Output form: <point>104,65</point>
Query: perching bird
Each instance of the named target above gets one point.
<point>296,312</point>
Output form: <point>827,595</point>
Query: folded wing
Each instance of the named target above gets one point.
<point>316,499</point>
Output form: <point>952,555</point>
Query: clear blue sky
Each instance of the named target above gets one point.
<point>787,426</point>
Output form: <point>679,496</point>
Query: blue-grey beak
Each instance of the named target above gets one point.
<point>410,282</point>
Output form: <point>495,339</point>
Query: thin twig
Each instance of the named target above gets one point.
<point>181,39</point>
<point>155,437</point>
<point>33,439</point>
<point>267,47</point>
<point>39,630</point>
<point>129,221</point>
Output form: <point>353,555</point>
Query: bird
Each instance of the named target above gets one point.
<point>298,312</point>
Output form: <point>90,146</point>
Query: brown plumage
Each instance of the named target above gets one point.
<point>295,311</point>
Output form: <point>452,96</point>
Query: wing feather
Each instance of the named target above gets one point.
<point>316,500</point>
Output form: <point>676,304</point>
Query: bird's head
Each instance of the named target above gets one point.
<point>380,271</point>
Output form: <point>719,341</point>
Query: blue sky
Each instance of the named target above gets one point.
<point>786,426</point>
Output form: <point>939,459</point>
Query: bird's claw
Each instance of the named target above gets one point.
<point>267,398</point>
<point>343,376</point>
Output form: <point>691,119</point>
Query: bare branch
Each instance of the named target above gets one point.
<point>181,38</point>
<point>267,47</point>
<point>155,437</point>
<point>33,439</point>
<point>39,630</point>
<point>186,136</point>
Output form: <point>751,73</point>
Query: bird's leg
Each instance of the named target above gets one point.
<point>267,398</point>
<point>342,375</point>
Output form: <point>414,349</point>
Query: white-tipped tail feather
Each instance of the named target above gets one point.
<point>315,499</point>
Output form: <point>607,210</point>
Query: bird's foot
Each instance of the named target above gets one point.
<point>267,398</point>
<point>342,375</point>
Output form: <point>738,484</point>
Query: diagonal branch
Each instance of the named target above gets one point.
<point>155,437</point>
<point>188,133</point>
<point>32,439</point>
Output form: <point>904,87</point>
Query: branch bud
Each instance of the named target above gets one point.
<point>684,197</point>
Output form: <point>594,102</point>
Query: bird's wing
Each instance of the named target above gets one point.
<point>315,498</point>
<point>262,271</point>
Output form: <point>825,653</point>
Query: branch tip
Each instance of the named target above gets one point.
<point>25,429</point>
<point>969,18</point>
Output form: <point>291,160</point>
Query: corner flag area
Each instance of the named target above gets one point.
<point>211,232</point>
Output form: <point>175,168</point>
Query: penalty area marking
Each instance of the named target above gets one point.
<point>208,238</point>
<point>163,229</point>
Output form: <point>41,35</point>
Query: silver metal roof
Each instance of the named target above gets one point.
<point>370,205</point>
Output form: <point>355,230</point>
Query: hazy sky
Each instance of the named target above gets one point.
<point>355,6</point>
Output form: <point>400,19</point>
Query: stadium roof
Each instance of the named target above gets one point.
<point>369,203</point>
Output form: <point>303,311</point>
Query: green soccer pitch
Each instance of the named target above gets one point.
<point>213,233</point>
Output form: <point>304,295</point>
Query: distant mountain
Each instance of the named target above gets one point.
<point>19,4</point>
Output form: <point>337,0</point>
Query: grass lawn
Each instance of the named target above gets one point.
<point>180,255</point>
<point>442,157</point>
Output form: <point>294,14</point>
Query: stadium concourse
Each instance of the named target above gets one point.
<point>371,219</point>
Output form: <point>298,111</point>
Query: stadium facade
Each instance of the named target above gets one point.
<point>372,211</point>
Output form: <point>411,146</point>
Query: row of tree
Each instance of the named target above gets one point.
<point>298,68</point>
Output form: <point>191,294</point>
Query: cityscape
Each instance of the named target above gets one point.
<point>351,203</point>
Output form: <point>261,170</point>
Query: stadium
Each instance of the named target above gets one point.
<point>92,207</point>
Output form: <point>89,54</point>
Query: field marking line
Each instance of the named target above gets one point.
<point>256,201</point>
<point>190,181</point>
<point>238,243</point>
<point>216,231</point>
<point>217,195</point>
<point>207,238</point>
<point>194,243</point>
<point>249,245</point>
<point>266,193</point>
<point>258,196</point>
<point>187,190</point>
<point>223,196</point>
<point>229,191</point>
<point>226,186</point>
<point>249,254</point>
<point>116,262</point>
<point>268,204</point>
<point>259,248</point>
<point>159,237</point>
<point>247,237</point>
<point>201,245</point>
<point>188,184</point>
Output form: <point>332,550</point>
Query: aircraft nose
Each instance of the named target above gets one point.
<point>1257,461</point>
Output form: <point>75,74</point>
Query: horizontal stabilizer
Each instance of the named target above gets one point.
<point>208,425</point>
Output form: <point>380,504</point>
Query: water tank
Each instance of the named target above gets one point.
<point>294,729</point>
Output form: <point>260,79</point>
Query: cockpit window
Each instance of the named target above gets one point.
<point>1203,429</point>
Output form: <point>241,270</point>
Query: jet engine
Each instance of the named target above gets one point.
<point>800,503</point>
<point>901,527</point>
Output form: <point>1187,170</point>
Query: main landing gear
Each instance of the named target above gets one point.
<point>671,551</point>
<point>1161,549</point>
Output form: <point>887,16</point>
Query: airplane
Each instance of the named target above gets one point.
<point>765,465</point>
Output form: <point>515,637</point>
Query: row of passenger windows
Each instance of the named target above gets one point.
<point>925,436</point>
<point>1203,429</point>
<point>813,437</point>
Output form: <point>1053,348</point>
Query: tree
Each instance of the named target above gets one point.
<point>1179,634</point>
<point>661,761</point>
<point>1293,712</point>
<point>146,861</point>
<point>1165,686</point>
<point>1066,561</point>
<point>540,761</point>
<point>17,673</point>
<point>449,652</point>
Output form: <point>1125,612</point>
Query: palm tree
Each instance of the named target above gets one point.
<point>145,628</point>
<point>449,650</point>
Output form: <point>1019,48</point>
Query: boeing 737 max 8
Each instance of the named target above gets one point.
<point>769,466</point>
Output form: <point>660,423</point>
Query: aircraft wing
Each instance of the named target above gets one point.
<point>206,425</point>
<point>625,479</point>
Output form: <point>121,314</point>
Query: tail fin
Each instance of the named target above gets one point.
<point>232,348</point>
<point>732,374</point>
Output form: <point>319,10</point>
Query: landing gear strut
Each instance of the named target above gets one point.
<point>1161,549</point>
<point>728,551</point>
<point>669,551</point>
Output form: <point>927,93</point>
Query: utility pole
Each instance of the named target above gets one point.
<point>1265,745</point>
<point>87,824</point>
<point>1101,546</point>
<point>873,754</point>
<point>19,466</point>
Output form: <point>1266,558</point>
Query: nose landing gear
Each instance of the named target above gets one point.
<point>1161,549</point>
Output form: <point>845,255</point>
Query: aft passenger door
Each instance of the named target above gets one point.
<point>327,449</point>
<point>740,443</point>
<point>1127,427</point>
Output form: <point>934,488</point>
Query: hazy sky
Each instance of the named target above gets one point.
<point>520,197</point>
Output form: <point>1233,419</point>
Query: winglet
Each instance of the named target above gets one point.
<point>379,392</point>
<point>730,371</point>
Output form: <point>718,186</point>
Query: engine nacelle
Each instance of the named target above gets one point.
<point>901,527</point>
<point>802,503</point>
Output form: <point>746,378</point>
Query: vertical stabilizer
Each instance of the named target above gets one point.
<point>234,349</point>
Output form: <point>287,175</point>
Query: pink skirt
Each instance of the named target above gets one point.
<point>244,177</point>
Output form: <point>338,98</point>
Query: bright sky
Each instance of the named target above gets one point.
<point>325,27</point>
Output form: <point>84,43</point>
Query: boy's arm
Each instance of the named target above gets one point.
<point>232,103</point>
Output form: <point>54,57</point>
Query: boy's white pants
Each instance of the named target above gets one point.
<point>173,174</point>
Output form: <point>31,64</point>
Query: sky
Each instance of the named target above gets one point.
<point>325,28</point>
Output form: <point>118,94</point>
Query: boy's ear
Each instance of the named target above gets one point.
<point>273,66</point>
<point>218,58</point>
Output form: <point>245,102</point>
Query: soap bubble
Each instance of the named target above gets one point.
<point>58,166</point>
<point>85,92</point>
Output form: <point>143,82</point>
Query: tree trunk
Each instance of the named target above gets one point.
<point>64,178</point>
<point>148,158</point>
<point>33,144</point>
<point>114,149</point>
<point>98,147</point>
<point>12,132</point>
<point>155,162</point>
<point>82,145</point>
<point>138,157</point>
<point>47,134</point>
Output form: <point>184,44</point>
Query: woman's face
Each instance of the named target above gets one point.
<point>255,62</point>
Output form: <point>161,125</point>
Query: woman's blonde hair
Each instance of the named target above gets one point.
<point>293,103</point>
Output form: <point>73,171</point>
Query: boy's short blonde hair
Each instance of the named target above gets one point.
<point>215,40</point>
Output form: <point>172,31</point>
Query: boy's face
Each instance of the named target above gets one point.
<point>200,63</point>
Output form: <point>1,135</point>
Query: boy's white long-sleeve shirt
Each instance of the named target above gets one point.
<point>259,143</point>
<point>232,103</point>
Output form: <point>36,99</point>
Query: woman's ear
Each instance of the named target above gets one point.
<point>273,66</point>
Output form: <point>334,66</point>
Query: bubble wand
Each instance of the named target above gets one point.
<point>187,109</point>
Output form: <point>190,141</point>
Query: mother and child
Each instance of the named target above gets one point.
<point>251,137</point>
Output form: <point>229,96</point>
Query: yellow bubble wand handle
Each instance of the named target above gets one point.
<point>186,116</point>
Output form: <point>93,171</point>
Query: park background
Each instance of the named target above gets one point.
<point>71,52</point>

To do:
Switch "aircraft wing" to "airplane wing" and give back only the lines of the rows that begin at the line containing "Output form: <point>1125,612</point>" and stop after the line containing "<point>625,479</point>". Leave everything else in those lines unchanged.

Full output:
Output form: <point>1125,612</point>
Query: palm tree
Each instance of the named target above gets one point.
<point>145,628</point>
<point>449,650</point>
Output form: <point>1019,48</point>
Query: boeing 737 max 8
Each instance of the named target above gets one point.
<point>769,466</point>
Output form: <point>660,423</point>
Query: airplane wing
Each instance of the named target above gets one point.
<point>206,425</point>
<point>625,479</point>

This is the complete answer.